• [Entries shown]:
────
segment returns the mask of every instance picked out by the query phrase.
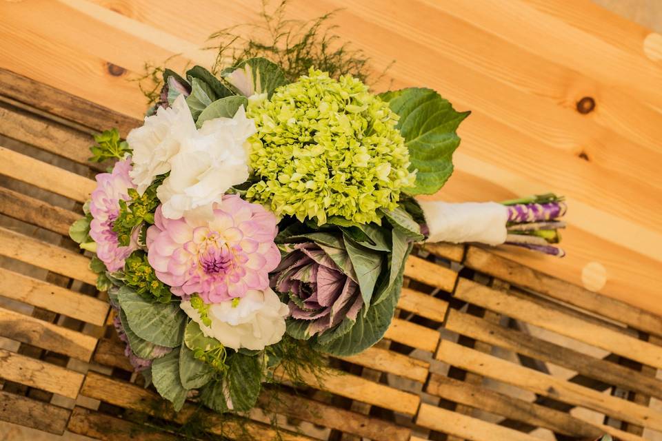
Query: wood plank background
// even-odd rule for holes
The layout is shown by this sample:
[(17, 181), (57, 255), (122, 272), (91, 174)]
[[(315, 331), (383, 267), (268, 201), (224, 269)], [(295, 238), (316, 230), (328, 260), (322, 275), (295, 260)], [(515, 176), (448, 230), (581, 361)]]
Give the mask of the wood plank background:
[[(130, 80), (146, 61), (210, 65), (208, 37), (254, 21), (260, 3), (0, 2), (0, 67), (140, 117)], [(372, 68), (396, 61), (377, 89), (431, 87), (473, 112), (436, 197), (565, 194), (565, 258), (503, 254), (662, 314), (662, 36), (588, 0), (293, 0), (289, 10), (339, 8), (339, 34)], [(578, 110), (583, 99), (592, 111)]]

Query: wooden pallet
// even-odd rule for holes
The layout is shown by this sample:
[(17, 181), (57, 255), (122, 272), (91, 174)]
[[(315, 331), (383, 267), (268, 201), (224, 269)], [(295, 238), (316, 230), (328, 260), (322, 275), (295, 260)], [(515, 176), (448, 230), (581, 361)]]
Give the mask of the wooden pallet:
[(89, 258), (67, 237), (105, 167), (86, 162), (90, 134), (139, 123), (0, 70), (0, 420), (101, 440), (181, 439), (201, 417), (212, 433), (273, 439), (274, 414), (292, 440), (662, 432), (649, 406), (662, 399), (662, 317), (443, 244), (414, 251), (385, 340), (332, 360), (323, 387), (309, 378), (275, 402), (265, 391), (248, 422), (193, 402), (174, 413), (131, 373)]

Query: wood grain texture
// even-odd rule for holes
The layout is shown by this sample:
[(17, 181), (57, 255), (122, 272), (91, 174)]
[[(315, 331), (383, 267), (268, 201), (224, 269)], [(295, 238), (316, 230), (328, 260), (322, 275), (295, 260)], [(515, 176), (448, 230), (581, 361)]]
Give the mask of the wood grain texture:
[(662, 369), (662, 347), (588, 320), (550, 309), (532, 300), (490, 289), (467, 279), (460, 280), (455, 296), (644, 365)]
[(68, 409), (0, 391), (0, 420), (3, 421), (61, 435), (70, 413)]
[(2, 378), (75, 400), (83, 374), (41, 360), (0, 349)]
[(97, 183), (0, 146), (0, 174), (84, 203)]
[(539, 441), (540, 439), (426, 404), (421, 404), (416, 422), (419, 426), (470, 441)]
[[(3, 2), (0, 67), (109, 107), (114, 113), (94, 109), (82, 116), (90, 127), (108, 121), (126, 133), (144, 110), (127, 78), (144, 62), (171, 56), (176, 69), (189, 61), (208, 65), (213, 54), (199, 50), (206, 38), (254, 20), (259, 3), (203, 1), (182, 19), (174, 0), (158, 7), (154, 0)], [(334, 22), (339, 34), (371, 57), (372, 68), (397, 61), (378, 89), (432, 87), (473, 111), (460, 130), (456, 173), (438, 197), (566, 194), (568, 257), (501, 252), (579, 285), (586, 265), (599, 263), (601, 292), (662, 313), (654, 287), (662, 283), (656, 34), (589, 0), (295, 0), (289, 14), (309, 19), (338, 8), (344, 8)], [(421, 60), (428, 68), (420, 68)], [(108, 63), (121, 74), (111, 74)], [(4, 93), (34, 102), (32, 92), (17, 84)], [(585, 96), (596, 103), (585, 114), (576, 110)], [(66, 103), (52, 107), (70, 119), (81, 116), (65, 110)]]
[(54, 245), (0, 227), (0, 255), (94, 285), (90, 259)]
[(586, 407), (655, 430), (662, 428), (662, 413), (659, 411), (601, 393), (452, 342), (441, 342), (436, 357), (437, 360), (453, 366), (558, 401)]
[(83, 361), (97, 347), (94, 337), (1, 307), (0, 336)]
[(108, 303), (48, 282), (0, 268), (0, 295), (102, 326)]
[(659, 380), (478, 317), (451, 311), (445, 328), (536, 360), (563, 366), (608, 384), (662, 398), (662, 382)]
────
Number every line of the records above as a list, skipping the blank lines and leaving out the picture.

• [Written response]:
1. segment returns the mask of every instance picked out by the query phrase.
2. Query: wood plank background
3. // even-odd rule for holes
4. The layout is shown by this sample:
5. [(17, 181), (57, 255), (122, 272), (91, 174)]
6. [[(315, 331), (383, 267), (268, 201), (224, 269)], [(295, 238), (316, 230), (328, 260), (322, 275), (295, 260)], [(515, 176), (448, 230), (581, 361)]]
7. Give the mask of the wood plank background:
8. [[(130, 80), (146, 61), (210, 65), (208, 37), (254, 21), (260, 3), (0, 2), (0, 67), (140, 117)], [(372, 68), (396, 61), (377, 89), (431, 87), (473, 112), (436, 197), (565, 194), (565, 258), (503, 254), (662, 314), (662, 36), (588, 0), (293, 0), (289, 10), (339, 8), (339, 34)], [(578, 110), (583, 99), (592, 111)]]
9. Query: wooden pallet
10. // even-odd rule for holes
11. The layout is shown by this sample:
12. [(17, 181), (57, 255), (122, 272), (91, 174)]
13. [[(315, 331), (383, 267), (268, 201), (224, 269)], [(295, 238), (316, 230), (328, 260), (322, 275), (295, 260)], [(515, 176), (448, 230), (581, 361)]]
14. Give the mask of the wooden pallet:
15. [(89, 258), (67, 237), (105, 167), (86, 162), (90, 134), (139, 123), (0, 70), (0, 420), (101, 440), (181, 439), (201, 417), (212, 433), (273, 439), (274, 414), (292, 440), (662, 432), (649, 406), (662, 399), (662, 317), (443, 244), (414, 251), (385, 340), (332, 360), (323, 387), (309, 378), (275, 402), (265, 391), (248, 422), (193, 402), (174, 413), (131, 373)]
16. Query: wood grain texture
17. // even-odd rule for holes
18. The layout is shown by this sample:
19. [(17, 181), (57, 255), (122, 272), (91, 174)]
20. [[(315, 331), (383, 267), (268, 201), (224, 269)], [(295, 238), (316, 230), (328, 260), (322, 275), (295, 260)], [(515, 176), (448, 230), (581, 361)]]
21. Give the mask of the wood grain texture:
22. [(662, 369), (662, 347), (588, 320), (550, 309), (532, 300), (490, 289), (467, 279), (460, 280), (455, 296), (644, 365)]
23. [(68, 409), (0, 391), (0, 420), (3, 421), (61, 435), (70, 413)]
24. [(2, 378), (75, 400), (83, 374), (41, 360), (0, 349)]
25. [(97, 183), (0, 146), (0, 174), (84, 203)]
26. [(539, 441), (540, 439), (426, 404), (421, 404), (416, 422), (419, 426), (470, 441)]
27. [[(3, 2), (0, 67), (109, 107), (114, 113), (94, 109), (82, 116), (90, 127), (108, 121), (126, 133), (144, 110), (127, 78), (144, 62), (171, 56), (176, 69), (189, 61), (208, 65), (213, 54), (199, 50), (206, 38), (254, 20), (259, 3), (203, 1), (182, 19), (174, 0), (158, 7), (154, 0)], [(334, 22), (339, 34), (371, 57), (372, 68), (397, 61), (378, 89), (432, 87), (473, 111), (460, 130), (456, 173), (438, 197), (566, 194), (568, 257), (501, 252), (579, 285), (586, 265), (599, 263), (601, 292), (662, 313), (654, 287), (662, 283), (656, 34), (589, 0), (295, 0), (289, 14), (309, 19), (338, 8), (344, 8)], [(421, 60), (428, 68), (420, 68)], [(108, 63), (121, 74), (111, 74)], [(4, 93), (34, 102), (32, 92), (17, 84)], [(585, 96), (596, 103), (585, 114), (576, 110)], [(66, 103), (52, 107), (70, 119), (81, 116), (65, 110)]]
28. [(54, 245), (0, 227), (0, 255), (94, 285), (90, 259)]
29. [(586, 407), (655, 430), (662, 428), (662, 413), (659, 411), (601, 393), (452, 342), (441, 342), (436, 357), (437, 360), (453, 366), (558, 401)]
30. [(83, 361), (97, 347), (94, 337), (1, 307), (0, 336)]
31. [(108, 303), (48, 282), (0, 268), (0, 295), (102, 326)]
32. [(659, 380), (478, 317), (451, 311), (445, 328), (536, 360), (563, 366), (608, 384), (662, 398), (662, 382)]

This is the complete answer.